For this exercise, reproduce the records exactly as they stand and do not carry any images over.

— Task material —
^^^^^^^^
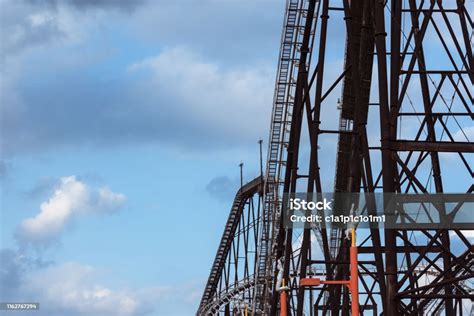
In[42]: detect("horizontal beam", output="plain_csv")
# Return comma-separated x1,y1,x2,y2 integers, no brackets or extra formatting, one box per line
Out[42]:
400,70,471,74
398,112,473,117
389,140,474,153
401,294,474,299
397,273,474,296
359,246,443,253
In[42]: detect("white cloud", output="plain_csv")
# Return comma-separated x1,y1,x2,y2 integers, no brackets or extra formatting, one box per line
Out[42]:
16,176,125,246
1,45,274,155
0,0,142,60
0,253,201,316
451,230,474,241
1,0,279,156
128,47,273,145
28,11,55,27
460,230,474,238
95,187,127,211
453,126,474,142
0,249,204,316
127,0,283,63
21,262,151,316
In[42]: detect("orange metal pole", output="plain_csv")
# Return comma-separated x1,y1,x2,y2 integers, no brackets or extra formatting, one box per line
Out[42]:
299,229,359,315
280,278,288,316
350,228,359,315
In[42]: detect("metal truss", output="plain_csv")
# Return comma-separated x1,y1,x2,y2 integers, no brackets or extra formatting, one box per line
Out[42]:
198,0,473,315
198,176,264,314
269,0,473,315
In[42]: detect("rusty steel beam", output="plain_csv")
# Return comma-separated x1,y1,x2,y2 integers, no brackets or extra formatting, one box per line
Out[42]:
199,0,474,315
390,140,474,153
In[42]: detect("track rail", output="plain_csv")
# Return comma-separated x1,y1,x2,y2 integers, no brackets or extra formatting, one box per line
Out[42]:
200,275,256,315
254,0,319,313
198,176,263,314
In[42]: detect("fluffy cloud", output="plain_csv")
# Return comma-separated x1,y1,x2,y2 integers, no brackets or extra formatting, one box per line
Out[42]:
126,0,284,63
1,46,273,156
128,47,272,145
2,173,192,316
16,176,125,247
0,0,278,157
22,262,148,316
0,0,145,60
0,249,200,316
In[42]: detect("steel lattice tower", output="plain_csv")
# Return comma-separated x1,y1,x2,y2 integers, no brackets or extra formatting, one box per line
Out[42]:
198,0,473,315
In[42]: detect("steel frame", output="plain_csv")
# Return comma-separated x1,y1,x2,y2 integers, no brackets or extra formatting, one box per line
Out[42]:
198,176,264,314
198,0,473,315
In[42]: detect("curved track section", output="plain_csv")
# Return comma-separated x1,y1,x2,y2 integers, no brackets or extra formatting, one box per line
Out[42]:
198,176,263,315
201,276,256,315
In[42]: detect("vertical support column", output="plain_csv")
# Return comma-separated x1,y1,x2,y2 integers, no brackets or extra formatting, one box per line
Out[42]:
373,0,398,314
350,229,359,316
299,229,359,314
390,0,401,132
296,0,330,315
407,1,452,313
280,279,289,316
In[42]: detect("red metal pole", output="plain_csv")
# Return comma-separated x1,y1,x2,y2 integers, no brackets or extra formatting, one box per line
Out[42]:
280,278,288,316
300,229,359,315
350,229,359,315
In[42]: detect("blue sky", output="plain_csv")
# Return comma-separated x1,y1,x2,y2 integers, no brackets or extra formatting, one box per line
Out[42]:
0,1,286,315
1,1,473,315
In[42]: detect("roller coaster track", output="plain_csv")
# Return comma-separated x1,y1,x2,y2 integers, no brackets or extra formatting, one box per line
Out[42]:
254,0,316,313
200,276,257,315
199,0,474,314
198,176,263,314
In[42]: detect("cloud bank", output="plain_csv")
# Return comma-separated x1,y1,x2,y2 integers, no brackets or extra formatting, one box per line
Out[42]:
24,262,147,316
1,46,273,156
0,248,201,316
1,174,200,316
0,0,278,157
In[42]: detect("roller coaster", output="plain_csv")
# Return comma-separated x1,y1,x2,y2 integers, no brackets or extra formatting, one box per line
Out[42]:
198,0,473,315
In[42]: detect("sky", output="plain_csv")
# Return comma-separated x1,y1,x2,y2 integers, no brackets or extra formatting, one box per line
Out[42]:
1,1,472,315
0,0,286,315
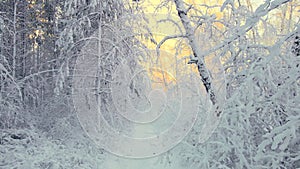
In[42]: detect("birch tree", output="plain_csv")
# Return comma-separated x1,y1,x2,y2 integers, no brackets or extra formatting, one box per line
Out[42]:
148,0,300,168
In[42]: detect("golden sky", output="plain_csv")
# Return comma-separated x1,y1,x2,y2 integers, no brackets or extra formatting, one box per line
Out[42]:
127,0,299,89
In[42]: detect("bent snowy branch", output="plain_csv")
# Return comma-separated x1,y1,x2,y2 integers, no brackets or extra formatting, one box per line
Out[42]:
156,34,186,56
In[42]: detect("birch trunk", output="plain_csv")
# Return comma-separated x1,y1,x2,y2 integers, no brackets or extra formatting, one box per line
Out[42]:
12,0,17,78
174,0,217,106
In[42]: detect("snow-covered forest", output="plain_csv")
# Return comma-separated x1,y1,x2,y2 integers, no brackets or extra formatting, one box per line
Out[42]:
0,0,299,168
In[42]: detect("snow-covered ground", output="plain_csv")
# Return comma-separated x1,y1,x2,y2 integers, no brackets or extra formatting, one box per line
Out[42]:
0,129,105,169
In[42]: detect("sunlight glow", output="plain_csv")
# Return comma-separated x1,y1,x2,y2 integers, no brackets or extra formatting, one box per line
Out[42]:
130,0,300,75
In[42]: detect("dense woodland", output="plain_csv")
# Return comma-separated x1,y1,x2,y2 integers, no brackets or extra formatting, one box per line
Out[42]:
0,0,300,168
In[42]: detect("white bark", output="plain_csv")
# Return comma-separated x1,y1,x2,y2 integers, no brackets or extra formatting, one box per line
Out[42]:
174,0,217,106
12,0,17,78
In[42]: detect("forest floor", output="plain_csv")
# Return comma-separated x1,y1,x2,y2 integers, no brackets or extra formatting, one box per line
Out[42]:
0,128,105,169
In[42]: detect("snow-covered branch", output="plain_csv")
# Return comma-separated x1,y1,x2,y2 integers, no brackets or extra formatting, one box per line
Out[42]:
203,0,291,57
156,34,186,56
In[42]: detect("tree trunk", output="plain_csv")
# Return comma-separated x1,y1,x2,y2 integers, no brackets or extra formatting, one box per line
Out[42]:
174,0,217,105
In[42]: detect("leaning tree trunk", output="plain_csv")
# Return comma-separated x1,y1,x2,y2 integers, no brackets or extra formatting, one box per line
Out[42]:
^^^^^^^^
— The completed task —
In[42]: detect("horizontal beam", output="plain_csv")
# Return comma-separated x1,y1,x2,y2 integers, no brackets or extra formatting, one box per line
Out[42]:
400,70,471,74
398,112,473,117
389,140,474,153
401,294,474,299
397,273,474,296
359,246,443,253
In[42]: detect("white cloud", output="plain_csv")
# Return comma-separated x1,y1,x2,y2 integers, no brackets or extra formatting, one box per line
Out[42]:
16,176,125,246
1,45,274,155
0,0,142,60
0,253,201,316
451,230,474,241
1,0,279,156
128,47,273,145
28,11,55,27
460,230,474,238
95,187,127,211
453,126,474,142
0,249,204,316
127,0,283,63
21,262,151,316
In[42]: detect("orange metal pole", output="plain_csv")
# Return comma-separated x1,y1,x2,y2 integers, no brackets or extra formatting, one box per line
Out[42]:
299,229,359,315
280,278,288,316
350,228,359,315
In[42]: detect("metal truss", output="plain_csv")
# Return comma-separated x1,y1,x2,y2 integers, no brackets or extra formatting, one box per line
Out[42]:
198,0,473,315
198,176,264,314
269,0,473,315
In[42]: detect("rusty steel beam", output="plain_csv")
# Return comma-separated x1,y1,x2,y2 integers, no brackets or extra formatting, one box per line
Out[42]:
199,0,474,315
390,140,474,153
In[42]: detect("track rail", output="plain_csv")
# Return comma-separated x1,y1,x2,y2 integers, no brackets or extra formatting, one box per line
Out[42]:
200,275,256,315
254,0,319,313
198,176,263,314
In[42]: detect("fluffy cloud", output="plain_csv")
# Return comma-separated x1,y1,x2,y2 integers, no brackets or extra formatting, one box per line
Out[42]:
126,0,284,63
1,46,273,156
128,47,272,145
2,173,192,316
16,176,125,247
0,0,278,157
22,262,148,316
0,0,145,60
0,249,200,316
In[42]: detect("steel lattice tower", output="plain_csv")
# Return comma-separated x1,y1,x2,y2 integers, no brackets or extra formatting, one box per line
Out[42]:
198,0,473,315
In[42]: detect("steel frame", output="plain_csv")
# Return comma-separated x1,y1,x2,y2 integers, no brackets or extra formatting, one box per line
Out[42]:
198,176,264,314
198,0,473,315
In[42]: detect("curved track section", output="plain_csv")
# Return comma-separated x1,y1,x2,y2 integers, no brackets or extra formatting, one box per line
Out[42]:
198,176,263,315
201,276,256,315
In[42]: detect("vertical support column", output="plain_csv")
# Return comma-separated x1,y1,x2,y2 integers, no brackets or extra formatting, one box per line
Out[42]:
373,0,398,314
350,229,359,316
299,229,359,314
390,0,401,132
296,0,330,315
407,1,452,313
280,279,289,316
In[42]: detect("red metal pole", output="plain_csv")
# Return comma-separated x1,y1,x2,y2 integers, no brackets or extra formatting, one box per line
Out[42]:
280,278,288,316
300,229,359,315
350,229,359,315
In[42]: detect("blue sky", output="plain_csv")
# Return comma-separated x1,y1,x2,y2 integers, no brackets or extra formatting, one box per line
Out[42]:
0,1,286,315
1,1,473,315
In[42]: detect("roller coaster track", output="plain_csv")
# Return comma-separated x1,y1,x2,y2 integers, no brackets or extra formatting, one box per line
Out[42]:
254,0,316,313
200,276,257,315
199,0,474,314
198,176,263,314
In[42]: detect("cloud bank", output="plain_csv")
# Return comma-separated x1,y1,x2,y2 integers, no brackets or extra formatting, one box per line
Out[42]:
24,262,147,316
1,46,273,156
0,248,201,316
1,174,200,316
0,0,278,157
In[42]: detect("roller coaster", output="plain_csv")
# Return comma-separated x1,y1,x2,y2 integers, no brackets or extra formatting, one box per line
Out[42]:
198,0,473,315
In[42]: detect("sky", output="plain_csv")
# Return comma-separated x1,y1,x2,y2 integers, no brackets or extra formatting, one box per line
Out[42]:
1,1,472,315
0,0,286,315
In[42]: detect("birch tree", output="plain_csv")
# Return comma-separated x1,y1,x2,y2 integers, no brackets or extra formatting, one box per line
Out[42]:
148,0,300,168
In[42]: detect("golden sky", output="plain_csv")
# Return comma-separated x1,y1,x2,y2 integers, no brackets or extra formatting, one box per line
Out[42]:
127,0,299,89
In[42]: detect("bent snowy branch", output="plain_csv")
# Return comma-separated x1,y1,x2,y2 integers, no brackets or extra formatting, one box per line
Out[42]:
156,34,186,56
In[42]: detect("birch trunk", output="plain_csv")
# Return comma-separated x1,y1,x2,y2 integers, no brackets or extra formatting, one box per line
Out[42]:
12,0,17,78
174,0,217,106
In[42]: detect("snow-covered forest", output="plain_csv")
# Return comma-separated x1,y1,x2,y2 integers, no brackets or extra formatting, one box per line
Out[42]:
0,0,299,168
In[42]: detect("snow-covered ground", output="plain_csv")
# Return comma-separated x1,y1,x2,y2 integers, no brackets or extra formatting, one box per line
Out[42]:
0,129,105,169
In[42]: detect("sunlight glow", output="plain_csv")
# Return comma-separated x1,y1,x2,y2 integers, no brackets or extra formatting, one box per line
Out[42]:
130,0,300,75
In[42]: detect("dense woodland", output="plain_csv")
# Return comma-separated x1,y1,x2,y2 integers, no brackets or extra formatting, one box per line
Out[42]:
0,0,300,168
In[42]: detect("white bark", output="plain_csv")
# Return comma-separated x1,y1,x2,y2 integers, no brackets or extra formatting, one box per line
Out[42]:
174,0,217,106
12,0,17,78
In[42]: detect("forest floor", output="plain_csv")
# Return comma-separated x1,y1,x2,y2 integers, no brackets or extra formatting, one box per line
Out[42]:
0,128,105,169
In[42]: detect("snow-covered branch", output="plain_csv")
# Return comma-separated x1,y1,x2,y2 integers, no brackets or extra formatting, one box per line
Out[42]:
203,0,291,57
156,34,186,56
In[42]: detect("tree trunk", output="plain_csv")
# Return comma-separated x1,y1,x2,y2 integers, no brackets or extra formatting, one box per line
Out[42]:
174,0,217,105
In[42]: detect("leaning tree trunk", output="plain_csv")
# Return comma-separated x1,y1,x2,y2 integers, no brackets or extra formatting, one box per line
Out[42]:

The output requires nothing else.